▶ _Image region labeling entries_
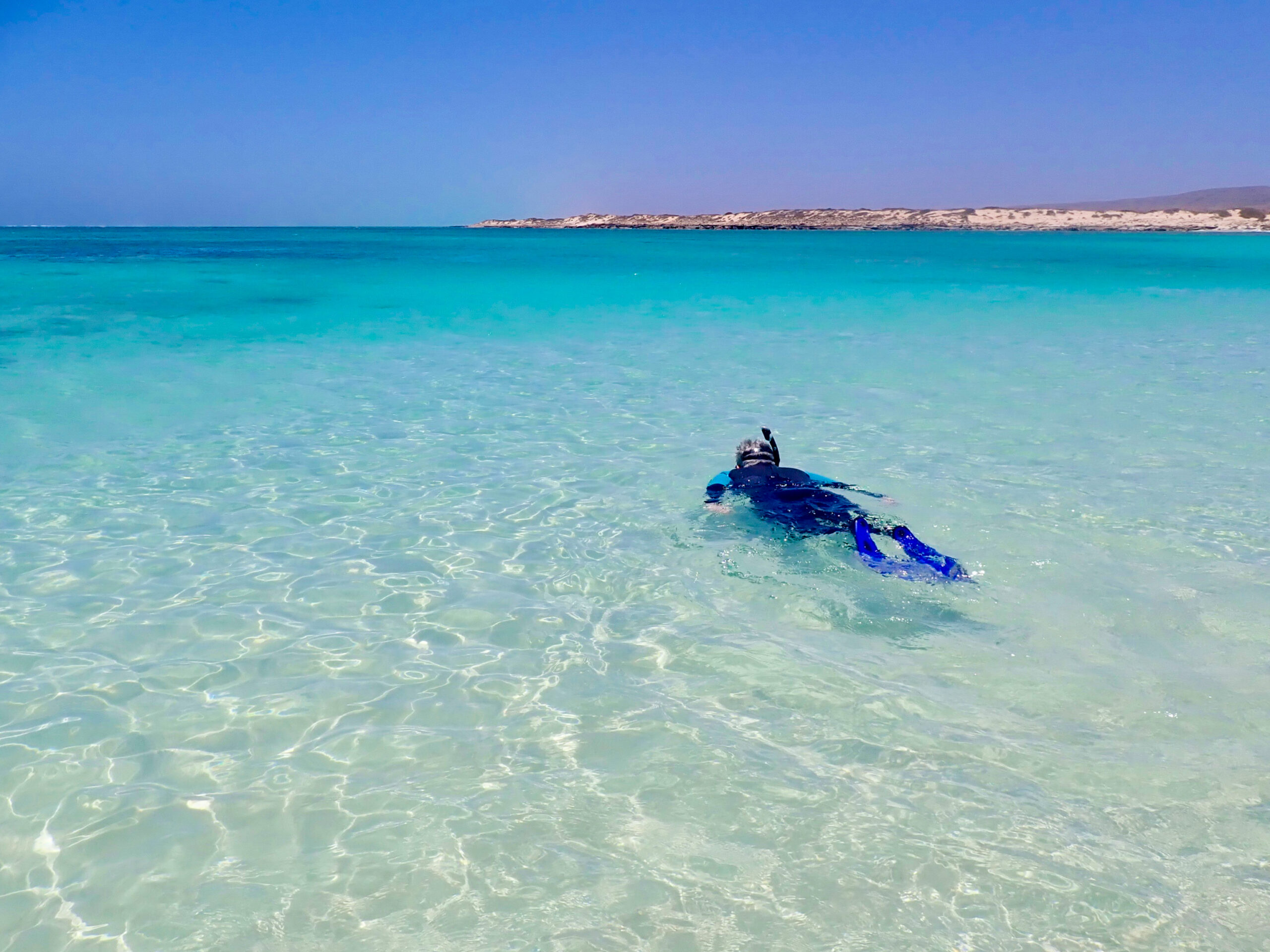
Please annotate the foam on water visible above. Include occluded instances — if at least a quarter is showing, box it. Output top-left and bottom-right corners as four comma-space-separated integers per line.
0, 230, 1270, 952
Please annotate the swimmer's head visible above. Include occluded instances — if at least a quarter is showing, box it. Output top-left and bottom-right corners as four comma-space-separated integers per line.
737, 439, 776, 469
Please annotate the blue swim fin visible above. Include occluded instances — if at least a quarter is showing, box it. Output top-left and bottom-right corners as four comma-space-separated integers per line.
894, 526, 970, 580
851, 518, 969, 581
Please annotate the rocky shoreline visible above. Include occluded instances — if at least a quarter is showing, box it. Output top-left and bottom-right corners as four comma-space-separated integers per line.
469, 208, 1270, 232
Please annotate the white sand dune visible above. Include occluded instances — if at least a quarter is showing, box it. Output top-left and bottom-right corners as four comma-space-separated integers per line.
470, 208, 1270, 232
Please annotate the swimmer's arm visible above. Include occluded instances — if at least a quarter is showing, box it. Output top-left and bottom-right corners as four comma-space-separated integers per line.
808, 472, 895, 503
706, 470, 732, 513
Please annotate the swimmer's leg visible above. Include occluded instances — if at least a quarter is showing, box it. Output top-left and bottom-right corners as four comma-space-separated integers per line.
851, 517, 916, 579
889, 526, 970, 580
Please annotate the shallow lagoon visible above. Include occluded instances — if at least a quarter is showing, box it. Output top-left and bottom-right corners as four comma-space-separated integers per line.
0, 230, 1270, 952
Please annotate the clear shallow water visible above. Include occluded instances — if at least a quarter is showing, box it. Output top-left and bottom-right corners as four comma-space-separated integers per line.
0, 230, 1270, 952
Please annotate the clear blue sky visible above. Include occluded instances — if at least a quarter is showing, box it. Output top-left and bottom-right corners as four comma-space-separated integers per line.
0, 0, 1270, 225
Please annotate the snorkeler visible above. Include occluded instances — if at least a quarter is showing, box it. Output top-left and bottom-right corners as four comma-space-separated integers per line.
706, 426, 970, 581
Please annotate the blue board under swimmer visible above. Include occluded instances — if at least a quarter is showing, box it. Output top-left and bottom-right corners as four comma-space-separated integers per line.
706, 426, 970, 581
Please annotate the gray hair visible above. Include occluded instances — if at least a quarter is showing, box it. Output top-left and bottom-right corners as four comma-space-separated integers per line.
737, 439, 776, 466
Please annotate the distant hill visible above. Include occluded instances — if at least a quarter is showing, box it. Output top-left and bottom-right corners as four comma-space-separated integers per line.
1029, 185, 1270, 212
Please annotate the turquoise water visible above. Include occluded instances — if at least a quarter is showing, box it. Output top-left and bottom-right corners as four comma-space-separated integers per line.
0, 230, 1270, 952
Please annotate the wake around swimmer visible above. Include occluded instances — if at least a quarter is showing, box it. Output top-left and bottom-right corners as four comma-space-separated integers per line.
706, 426, 973, 581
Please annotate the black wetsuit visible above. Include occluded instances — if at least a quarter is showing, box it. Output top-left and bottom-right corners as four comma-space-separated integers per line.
706, 463, 969, 580
706, 465, 896, 536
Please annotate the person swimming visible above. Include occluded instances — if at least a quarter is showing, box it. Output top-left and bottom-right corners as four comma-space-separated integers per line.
705, 426, 971, 581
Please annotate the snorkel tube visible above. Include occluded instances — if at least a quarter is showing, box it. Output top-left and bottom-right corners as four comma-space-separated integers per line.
763, 426, 781, 466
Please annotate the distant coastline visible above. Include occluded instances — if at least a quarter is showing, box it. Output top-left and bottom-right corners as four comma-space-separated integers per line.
469, 208, 1270, 232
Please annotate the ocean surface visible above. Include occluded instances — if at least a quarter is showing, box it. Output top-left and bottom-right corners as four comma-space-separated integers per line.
0, 229, 1270, 952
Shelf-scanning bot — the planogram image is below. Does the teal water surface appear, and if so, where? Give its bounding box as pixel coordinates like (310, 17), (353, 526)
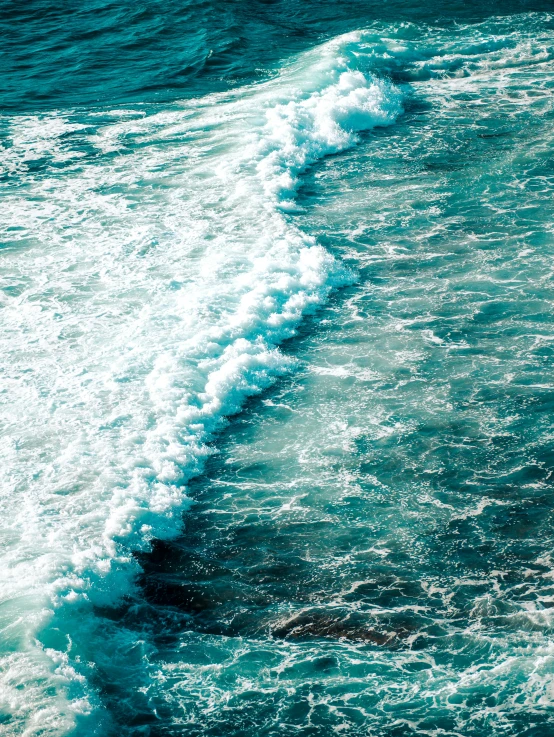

▶ _PROBLEM DETAILS_
Return every line of the items above that contains the word "shallow", copying each line in full.

▶ _ANSWER FOR THE TASK_
Please annotate the shallow lagoon visible above. Include occluded instances — if at least a quarter is showing, box it. Output top-left and bottom-right corners as four comma-space-separated integers per line.
Please annotate the clear shallow water visible above. Include occluded instances — if at least a quarter is showing, box it. Output top-left and bottom-right corners as four comma-space-separated integers per line.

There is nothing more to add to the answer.